-- Given data start --
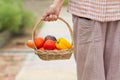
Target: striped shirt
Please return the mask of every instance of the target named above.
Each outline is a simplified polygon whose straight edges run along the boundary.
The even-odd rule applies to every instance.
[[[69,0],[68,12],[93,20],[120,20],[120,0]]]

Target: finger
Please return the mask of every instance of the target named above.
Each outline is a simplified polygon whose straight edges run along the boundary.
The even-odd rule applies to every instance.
-- Given data end --
-- Given data start --
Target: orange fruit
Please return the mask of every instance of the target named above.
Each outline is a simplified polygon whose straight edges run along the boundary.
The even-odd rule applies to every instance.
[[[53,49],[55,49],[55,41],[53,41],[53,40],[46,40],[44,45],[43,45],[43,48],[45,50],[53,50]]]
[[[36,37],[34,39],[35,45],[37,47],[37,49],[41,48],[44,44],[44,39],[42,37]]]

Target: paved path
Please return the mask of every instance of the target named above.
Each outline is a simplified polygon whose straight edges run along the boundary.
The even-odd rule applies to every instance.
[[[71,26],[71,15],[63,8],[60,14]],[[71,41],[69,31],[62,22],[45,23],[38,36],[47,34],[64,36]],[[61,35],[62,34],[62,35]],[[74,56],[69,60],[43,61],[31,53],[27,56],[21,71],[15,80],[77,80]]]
-- Given data end --
-- Given data start --
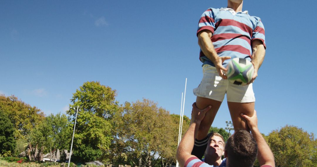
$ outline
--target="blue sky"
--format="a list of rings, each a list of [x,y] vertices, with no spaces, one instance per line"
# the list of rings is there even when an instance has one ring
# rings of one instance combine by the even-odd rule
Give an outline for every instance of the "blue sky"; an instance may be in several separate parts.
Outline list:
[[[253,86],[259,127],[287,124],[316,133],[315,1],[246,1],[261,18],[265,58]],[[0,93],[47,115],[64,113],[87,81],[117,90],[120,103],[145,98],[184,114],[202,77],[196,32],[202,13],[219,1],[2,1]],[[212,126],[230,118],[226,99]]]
-- Given data end --
**Your task**
Which lines in the records above contain the word "list"? Find each one and copy it out in full.

**Exercise response**
--format="a list of rings, each a list of [x,y] vertices, with no spaces, one instance per line"
# the list of rings is there even when an instance has one ring
Outline list:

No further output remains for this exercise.